- EXERCISE INSTRUCTIONS:
Can you quote exactly the stretch of lines from the one with "white van, which" through the final line of the material, both ends included?

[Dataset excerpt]

::::

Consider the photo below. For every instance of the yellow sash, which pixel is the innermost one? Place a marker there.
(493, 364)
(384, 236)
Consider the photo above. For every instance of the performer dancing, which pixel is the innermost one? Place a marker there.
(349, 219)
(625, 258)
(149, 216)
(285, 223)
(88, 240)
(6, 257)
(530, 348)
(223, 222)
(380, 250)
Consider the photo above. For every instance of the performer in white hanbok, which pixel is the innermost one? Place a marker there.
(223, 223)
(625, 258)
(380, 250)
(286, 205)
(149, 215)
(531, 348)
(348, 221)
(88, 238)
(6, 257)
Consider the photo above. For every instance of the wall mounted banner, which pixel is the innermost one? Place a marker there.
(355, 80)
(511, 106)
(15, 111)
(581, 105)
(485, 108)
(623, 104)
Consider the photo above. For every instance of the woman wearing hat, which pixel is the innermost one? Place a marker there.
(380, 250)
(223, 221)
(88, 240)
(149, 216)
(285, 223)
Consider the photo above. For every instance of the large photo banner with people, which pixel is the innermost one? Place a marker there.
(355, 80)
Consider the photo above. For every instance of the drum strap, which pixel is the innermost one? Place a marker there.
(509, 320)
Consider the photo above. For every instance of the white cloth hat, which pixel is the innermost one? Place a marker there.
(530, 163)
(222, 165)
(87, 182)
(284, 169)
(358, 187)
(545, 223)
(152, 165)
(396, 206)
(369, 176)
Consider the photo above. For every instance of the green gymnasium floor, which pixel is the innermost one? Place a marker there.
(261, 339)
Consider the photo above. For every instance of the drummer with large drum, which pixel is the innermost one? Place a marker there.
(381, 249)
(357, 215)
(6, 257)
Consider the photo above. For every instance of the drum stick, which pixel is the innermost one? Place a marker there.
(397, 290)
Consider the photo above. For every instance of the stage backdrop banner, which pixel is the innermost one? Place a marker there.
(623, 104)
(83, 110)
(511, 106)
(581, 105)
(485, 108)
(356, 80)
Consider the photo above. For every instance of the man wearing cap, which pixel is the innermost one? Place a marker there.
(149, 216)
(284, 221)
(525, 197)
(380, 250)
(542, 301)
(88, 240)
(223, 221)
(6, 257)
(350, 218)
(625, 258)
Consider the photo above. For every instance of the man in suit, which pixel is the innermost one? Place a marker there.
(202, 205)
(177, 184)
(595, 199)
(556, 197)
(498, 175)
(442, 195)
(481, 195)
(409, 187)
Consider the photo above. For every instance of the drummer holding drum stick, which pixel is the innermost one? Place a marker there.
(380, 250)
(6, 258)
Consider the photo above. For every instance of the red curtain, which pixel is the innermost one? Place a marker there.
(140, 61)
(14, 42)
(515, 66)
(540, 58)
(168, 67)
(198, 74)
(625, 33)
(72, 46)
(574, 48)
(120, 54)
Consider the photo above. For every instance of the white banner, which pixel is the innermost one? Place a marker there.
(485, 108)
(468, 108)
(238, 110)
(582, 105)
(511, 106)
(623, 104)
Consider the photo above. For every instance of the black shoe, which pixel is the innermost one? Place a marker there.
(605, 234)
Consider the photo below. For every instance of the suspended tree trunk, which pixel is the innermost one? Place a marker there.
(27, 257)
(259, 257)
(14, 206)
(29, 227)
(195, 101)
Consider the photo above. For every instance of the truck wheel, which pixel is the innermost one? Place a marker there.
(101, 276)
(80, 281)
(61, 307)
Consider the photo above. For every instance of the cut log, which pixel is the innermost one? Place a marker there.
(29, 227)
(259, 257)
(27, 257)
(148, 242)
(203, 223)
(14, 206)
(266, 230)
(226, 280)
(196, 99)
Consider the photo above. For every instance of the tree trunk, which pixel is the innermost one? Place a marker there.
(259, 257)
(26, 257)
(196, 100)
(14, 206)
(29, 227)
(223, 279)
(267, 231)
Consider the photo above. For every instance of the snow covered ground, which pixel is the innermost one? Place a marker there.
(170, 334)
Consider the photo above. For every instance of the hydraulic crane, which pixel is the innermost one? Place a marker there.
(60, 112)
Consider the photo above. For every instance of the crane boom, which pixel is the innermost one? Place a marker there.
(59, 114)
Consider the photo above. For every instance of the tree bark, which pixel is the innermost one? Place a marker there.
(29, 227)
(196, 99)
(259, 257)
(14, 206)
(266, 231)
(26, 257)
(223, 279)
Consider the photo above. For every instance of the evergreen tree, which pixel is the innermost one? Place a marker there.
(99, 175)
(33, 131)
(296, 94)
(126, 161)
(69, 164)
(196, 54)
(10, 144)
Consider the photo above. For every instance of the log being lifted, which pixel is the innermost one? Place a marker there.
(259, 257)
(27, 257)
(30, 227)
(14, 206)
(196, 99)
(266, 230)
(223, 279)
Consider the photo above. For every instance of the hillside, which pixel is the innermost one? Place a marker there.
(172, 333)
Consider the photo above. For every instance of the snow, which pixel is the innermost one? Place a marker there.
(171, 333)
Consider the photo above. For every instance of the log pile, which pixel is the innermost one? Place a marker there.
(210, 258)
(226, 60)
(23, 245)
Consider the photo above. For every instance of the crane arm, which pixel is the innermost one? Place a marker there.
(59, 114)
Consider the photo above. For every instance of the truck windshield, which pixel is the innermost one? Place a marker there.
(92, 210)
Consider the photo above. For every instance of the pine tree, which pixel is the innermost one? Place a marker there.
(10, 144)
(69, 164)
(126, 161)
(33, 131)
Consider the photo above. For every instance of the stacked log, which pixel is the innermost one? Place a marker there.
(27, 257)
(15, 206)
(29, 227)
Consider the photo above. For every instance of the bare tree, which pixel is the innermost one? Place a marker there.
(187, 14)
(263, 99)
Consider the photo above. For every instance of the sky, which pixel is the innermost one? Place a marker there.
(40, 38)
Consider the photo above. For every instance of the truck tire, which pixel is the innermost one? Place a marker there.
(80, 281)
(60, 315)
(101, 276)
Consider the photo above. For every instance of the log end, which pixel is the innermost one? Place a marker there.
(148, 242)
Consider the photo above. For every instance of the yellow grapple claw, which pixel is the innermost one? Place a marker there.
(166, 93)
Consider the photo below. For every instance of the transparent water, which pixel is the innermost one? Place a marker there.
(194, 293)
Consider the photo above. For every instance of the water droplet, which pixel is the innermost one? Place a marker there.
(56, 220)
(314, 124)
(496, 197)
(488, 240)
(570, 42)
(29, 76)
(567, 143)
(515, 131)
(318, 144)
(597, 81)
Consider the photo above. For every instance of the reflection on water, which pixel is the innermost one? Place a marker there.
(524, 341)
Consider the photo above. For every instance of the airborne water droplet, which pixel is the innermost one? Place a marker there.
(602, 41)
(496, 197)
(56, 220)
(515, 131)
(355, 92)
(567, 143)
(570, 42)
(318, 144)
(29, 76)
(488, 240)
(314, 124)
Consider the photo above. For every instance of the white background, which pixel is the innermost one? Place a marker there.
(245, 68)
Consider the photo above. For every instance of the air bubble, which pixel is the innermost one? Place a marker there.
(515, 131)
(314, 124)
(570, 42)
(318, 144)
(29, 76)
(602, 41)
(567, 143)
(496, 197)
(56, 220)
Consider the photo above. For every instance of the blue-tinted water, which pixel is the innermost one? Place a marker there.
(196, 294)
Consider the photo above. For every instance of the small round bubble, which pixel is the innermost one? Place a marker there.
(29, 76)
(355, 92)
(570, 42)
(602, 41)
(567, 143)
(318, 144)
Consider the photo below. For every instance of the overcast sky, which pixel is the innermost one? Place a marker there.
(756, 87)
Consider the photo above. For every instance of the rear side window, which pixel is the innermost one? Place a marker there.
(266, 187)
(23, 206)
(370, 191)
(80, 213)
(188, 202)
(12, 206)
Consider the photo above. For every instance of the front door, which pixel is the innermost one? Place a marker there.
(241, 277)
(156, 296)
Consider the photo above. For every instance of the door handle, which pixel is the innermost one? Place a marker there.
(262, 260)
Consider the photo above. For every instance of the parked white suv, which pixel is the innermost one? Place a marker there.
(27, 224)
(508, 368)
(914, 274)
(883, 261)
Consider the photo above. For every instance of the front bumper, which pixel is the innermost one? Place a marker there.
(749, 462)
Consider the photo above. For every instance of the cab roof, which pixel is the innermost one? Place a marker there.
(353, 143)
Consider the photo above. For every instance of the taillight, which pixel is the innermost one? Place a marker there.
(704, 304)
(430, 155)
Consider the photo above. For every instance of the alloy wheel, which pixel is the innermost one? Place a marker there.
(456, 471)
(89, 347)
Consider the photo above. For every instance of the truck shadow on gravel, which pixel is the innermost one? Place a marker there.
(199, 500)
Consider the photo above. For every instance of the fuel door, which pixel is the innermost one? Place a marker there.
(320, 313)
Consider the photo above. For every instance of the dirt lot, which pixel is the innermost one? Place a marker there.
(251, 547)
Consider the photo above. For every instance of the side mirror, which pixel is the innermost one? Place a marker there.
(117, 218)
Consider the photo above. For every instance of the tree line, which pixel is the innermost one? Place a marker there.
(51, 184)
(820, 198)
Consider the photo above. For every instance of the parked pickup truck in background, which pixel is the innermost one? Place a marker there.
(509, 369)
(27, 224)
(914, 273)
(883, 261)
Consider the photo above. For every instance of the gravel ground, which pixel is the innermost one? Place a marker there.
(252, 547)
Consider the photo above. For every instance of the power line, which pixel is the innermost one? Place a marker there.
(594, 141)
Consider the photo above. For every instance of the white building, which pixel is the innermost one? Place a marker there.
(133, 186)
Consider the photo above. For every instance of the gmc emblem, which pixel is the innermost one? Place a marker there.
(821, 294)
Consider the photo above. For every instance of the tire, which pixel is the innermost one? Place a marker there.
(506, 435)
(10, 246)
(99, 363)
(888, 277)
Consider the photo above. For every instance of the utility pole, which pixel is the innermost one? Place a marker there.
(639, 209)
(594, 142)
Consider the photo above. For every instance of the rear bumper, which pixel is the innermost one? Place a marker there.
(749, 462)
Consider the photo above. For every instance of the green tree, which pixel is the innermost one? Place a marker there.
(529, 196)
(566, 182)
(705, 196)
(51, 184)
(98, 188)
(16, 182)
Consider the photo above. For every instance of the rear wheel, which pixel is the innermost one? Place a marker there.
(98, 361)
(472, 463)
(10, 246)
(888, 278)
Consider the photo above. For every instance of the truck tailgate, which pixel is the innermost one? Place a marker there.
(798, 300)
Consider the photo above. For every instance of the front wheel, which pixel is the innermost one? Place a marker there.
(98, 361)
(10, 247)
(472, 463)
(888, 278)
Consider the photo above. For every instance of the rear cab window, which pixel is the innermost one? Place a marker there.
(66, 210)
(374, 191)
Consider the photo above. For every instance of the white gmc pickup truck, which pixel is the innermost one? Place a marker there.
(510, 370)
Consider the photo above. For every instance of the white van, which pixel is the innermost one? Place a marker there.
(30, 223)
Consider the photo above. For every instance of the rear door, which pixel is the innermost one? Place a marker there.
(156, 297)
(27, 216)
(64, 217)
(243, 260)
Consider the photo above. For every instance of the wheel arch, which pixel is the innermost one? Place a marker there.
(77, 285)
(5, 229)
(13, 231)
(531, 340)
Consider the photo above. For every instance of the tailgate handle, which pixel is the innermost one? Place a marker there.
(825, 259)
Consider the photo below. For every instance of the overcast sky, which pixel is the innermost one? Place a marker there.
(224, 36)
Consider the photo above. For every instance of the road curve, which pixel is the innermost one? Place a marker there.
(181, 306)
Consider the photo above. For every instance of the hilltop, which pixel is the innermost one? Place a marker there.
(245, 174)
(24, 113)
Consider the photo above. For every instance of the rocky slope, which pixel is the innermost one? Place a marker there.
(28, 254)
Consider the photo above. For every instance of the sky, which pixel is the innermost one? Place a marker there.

::::

- TASK SOLUTION:
Consider the photo above. For every instance of the white van, which pixel is the innermost one? Place a marker there.
(30, 223)
Consider the photo above. For every instance of the rear door, which pixel is the innermost one? Place a marker there.
(156, 297)
(27, 216)
(64, 217)
(243, 260)
Consider the photo above. For every instance of the wheel arch, which pixel is the innermost one? Place a marker there.
(77, 285)
(5, 229)
(13, 231)
(531, 340)
Consider the photo above. For every instance of the tailgate handle, which pixel is the innermost one? Place a marker there.
(825, 259)
Consider the photo below. For every instance of the overcast sky, which pixel is the innermost one? Place a marker there.
(224, 36)
Consider the photo above. For every instance of the road curve, which pixel is the innermost one? Place a marker there.
(181, 306)
Consider the photo above. For every instance of the hilltop, which pixel is the innermost one? Place a marker there.
(245, 174)
(24, 113)
Consider the photo above. For every instance of the rocky slope, which pixel is the innermost one? Place a marker there.
(28, 254)
Consider the photo above. For every instance of the sky, which pixel is the innermost one? Place a marker there.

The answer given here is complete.